Written exercise: Reproduce the lines from the one containing "the crab meat in the photo above." through the one containing "[[36, 198], [585, 251]]", including both of those lines. Leave out the pictures.

(Items for identifying locations)
— START —

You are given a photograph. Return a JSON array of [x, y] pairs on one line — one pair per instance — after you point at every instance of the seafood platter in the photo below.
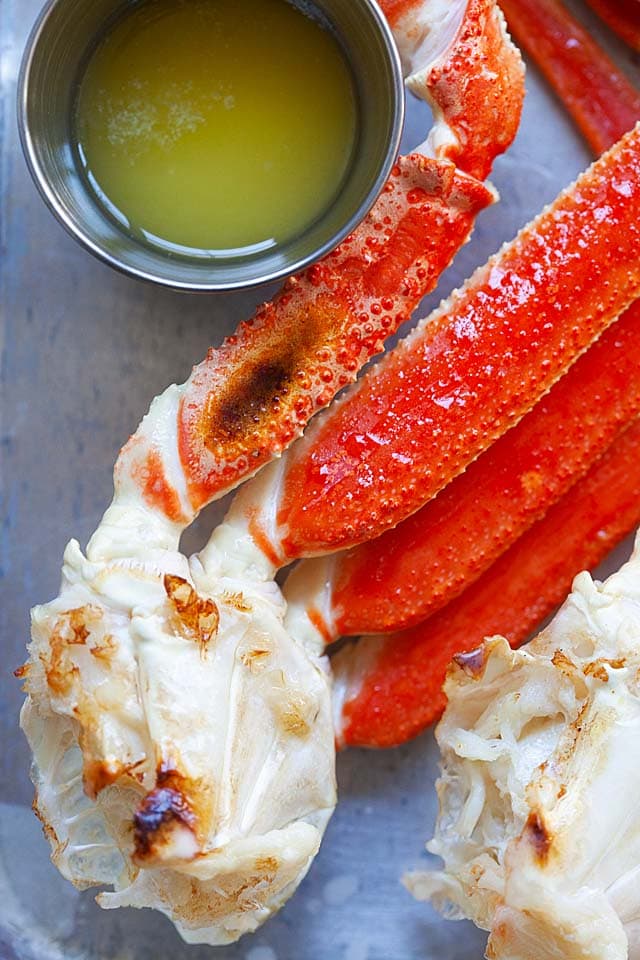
[[332, 603]]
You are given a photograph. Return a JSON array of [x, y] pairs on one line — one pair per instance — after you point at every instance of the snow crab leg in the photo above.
[[465, 375], [253, 395], [388, 689], [410, 572], [602, 101], [391, 686], [183, 739]]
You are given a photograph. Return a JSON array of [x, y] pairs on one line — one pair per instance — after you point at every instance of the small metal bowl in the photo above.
[[63, 37]]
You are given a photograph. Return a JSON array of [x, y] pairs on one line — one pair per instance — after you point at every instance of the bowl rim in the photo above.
[[76, 230]]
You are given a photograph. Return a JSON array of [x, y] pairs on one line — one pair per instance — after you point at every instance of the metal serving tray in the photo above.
[[84, 351]]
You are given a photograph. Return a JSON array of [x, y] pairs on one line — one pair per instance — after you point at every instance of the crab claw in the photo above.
[[209, 807], [539, 828]]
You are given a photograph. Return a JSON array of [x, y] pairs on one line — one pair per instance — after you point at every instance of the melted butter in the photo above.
[[216, 124]]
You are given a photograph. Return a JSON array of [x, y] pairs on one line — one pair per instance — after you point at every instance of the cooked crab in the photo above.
[[178, 710]]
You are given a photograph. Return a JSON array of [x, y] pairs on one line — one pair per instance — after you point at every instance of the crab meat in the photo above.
[[387, 689], [206, 800], [538, 826], [182, 738]]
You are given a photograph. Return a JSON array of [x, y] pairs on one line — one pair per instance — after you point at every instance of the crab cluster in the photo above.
[[180, 711]]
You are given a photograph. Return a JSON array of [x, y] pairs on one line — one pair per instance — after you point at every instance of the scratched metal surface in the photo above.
[[83, 352]]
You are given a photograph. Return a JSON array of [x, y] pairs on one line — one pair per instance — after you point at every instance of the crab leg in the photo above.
[[410, 572], [602, 101], [251, 397], [416, 552], [463, 377], [388, 689], [623, 16]]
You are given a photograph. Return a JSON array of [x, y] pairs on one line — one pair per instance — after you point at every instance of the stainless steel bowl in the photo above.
[[57, 49]]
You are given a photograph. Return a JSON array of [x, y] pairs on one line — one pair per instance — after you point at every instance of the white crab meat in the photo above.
[[183, 743], [539, 825]]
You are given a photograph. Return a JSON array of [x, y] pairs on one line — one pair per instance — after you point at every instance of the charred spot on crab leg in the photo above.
[[411, 571], [470, 371], [254, 395], [250, 398], [602, 101], [388, 689]]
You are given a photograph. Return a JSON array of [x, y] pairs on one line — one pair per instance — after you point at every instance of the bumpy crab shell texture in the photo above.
[[183, 745], [539, 824]]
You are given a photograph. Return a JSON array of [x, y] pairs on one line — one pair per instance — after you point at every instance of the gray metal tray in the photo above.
[[84, 351]]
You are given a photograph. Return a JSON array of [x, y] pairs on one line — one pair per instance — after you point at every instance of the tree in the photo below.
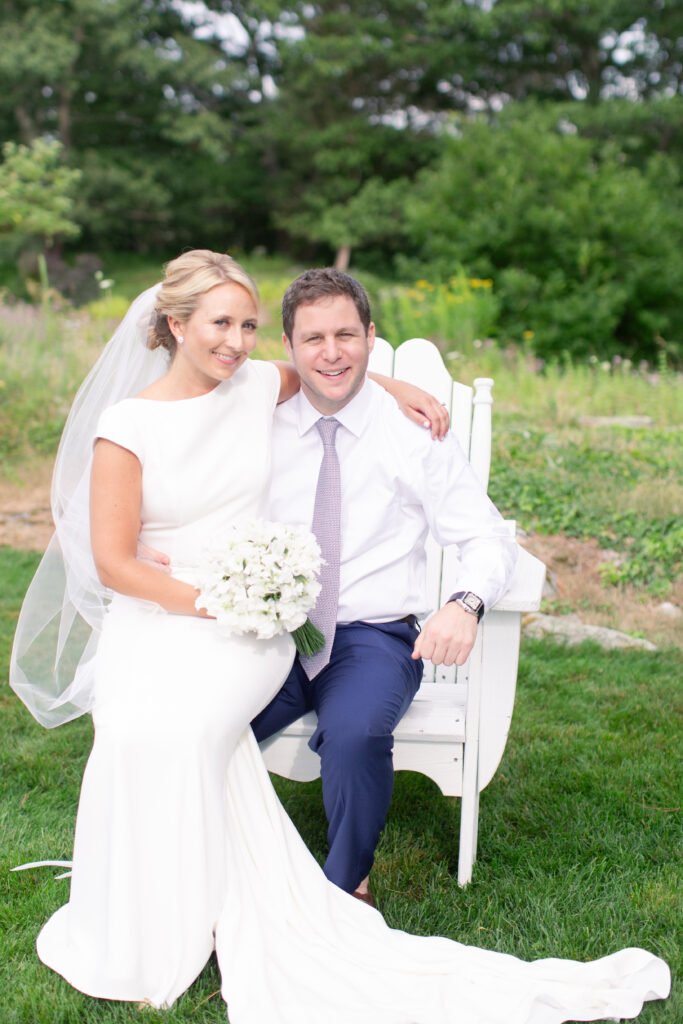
[[36, 198], [585, 251]]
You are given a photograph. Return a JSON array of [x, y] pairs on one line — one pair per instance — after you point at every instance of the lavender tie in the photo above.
[[327, 527]]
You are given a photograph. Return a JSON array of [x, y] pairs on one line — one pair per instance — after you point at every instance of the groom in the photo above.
[[372, 483]]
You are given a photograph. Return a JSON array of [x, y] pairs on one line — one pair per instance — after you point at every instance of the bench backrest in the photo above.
[[420, 363]]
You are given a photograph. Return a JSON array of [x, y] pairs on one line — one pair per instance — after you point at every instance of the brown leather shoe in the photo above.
[[366, 897]]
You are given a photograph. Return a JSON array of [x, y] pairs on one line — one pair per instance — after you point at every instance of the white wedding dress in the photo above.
[[180, 841]]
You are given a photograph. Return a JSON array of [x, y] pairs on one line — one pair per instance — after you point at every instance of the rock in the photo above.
[[572, 631], [669, 610], [615, 421]]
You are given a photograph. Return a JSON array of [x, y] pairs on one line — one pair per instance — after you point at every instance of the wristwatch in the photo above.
[[469, 601]]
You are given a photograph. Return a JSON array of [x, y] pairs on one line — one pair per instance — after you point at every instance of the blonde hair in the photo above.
[[186, 279]]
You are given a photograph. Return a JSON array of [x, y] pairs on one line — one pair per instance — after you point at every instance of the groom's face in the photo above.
[[330, 350]]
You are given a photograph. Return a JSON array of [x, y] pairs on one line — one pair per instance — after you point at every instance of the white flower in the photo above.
[[261, 579]]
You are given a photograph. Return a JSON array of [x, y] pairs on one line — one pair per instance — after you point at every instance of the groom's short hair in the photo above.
[[313, 285]]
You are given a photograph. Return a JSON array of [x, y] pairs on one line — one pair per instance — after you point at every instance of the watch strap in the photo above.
[[469, 601]]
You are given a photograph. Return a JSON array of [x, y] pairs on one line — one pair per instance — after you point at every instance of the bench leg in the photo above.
[[469, 811]]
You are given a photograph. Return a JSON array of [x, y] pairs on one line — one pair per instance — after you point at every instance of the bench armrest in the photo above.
[[525, 588]]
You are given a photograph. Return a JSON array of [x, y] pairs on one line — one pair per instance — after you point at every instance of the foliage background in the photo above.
[[532, 142]]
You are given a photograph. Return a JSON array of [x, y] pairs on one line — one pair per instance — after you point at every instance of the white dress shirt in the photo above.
[[396, 485]]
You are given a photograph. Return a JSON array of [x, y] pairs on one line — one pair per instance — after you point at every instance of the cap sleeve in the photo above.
[[118, 424]]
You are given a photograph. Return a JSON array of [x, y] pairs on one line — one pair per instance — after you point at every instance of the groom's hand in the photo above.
[[157, 559], [447, 637]]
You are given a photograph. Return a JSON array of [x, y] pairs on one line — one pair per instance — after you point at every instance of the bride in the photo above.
[[181, 845]]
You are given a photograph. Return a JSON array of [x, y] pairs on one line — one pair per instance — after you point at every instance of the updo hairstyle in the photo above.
[[186, 279]]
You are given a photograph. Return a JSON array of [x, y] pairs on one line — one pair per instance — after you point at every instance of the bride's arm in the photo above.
[[419, 406], [116, 492]]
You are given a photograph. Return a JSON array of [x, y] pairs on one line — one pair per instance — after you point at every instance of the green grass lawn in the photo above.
[[580, 847]]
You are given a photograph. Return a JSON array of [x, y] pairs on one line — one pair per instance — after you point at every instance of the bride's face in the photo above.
[[219, 335]]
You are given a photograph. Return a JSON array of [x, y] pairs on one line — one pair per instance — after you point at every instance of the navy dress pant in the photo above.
[[358, 697]]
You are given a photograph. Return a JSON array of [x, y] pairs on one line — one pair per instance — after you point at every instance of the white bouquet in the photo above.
[[262, 580]]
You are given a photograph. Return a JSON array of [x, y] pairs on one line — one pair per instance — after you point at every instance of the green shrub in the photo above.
[[453, 314], [585, 251]]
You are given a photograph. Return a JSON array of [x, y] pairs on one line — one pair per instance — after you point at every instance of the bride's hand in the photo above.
[[421, 407]]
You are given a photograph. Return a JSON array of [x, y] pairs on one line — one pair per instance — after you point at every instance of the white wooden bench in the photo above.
[[456, 729]]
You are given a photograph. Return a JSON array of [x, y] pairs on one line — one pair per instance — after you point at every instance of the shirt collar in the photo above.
[[353, 416]]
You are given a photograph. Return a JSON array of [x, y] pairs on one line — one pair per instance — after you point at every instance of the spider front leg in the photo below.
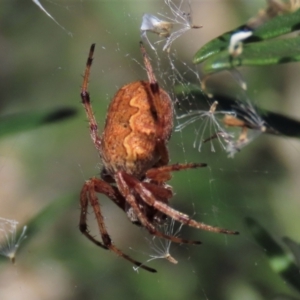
[[85, 98], [88, 194], [126, 184], [150, 199]]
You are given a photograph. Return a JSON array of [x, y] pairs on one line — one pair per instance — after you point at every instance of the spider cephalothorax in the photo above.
[[133, 149]]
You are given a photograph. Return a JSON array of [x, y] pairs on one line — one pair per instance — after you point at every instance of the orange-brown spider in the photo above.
[[133, 149]]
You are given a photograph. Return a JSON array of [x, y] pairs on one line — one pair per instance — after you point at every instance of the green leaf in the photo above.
[[17, 123], [280, 261], [36, 226], [277, 26], [256, 54]]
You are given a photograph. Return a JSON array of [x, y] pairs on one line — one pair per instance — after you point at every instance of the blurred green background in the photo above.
[[41, 68]]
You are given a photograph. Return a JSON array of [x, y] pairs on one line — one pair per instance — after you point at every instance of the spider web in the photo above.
[[261, 181]]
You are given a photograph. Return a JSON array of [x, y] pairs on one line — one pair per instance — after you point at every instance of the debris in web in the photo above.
[[9, 243], [169, 28], [209, 123], [161, 247], [248, 118], [38, 3]]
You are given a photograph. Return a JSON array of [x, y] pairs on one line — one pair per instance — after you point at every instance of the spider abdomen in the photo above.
[[129, 140]]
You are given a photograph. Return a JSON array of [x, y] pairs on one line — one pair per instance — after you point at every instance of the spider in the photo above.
[[133, 150]]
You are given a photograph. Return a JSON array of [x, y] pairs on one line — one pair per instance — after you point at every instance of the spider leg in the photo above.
[[88, 193], [85, 98], [149, 198], [126, 183], [157, 102]]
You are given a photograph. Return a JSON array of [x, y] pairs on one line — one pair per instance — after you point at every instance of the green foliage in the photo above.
[[257, 50]]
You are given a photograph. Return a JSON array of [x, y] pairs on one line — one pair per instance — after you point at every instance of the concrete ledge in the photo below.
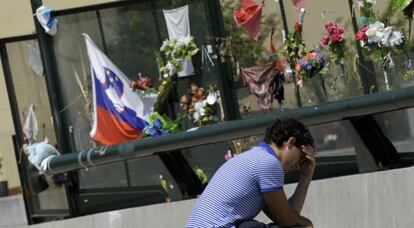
[[12, 212], [381, 199]]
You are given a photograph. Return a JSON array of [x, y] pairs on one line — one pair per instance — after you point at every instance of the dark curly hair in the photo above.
[[282, 130]]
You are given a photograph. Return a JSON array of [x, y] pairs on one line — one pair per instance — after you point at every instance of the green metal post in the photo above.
[[52, 84]]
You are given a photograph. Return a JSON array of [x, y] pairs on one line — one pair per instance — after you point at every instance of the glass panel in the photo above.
[[151, 172], [332, 139], [398, 126], [73, 67], [105, 176], [30, 88]]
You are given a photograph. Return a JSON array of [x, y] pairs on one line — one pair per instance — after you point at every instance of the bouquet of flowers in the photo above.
[[160, 125], [177, 51], [335, 41], [201, 108], [310, 64], [376, 36], [294, 44], [143, 83]]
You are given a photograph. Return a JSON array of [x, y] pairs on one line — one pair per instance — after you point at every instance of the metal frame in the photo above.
[[46, 47], [18, 137], [328, 112], [55, 98]]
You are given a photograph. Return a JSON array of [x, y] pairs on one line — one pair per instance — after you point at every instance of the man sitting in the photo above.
[[253, 181]]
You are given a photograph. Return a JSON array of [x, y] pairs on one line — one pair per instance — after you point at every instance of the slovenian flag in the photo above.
[[119, 114]]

— END —

Task result:
You are given a photograph. Return a JSON array of [x, y] pairs on one line — one pair per instance — after you point at every instance of the crab meat in the photo above.
[[387, 689], [206, 800], [538, 826], [182, 738]]
You are given a photograph. Return a JSON array of [x, y] pairs on one line — one pair per instance — after you point at every instance of the crab cluster in the photo above.
[[180, 711]]
You are given a photograph. Return a JSON array of [x, y] pairs on one line — one pair per instance — after you point at every instance of the scratched metal surface in the photo above.
[[83, 352]]
You are given a photograph. Return a JSON array of [x, y] pairs on one line — one pair per instance — after you point at every instance of the crab leg in the photo above.
[[410, 572], [602, 101], [251, 397], [416, 552], [463, 377], [388, 689], [623, 16]]
You are given a photograph. Return a JSON array of [x, y] pairs on one line — one pair per instance — after you point at every instance of the stainless steel bowl in the photo above.
[[57, 49]]
You are given a photograph. Return a JSON array of [x, y] pairs on one line — one pair per instance — after you point at every instance of the white crab meat in the photo above.
[[183, 743], [539, 825]]
You are given a photograph. Return a JSON array of [x, y] pairs on one line — one pair per instance — after you point at every instance of the charred spot on crab leg in the photo above.
[[411, 571], [470, 371], [254, 395], [250, 398], [602, 101], [388, 689]]
You are given a photograph. Return a JSON array of [x, y] pairs on one line — one pair per instance — after you point at every instance of the bumpy crab shell texture in the photo above.
[[183, 745], [539, 824]]
You are given a photograph. Return a JSON array of [x, y] pairs on one line — one pair per instance — after you point at every instance of the gray metal tray in the photo above.
[[84, 351]]
You are given a photograph. Return a JSON array of [x, y] pairs on one line — one pair per instance — after you point at every instance of the tree in the photo below.
[[36, 198], [585, 251]]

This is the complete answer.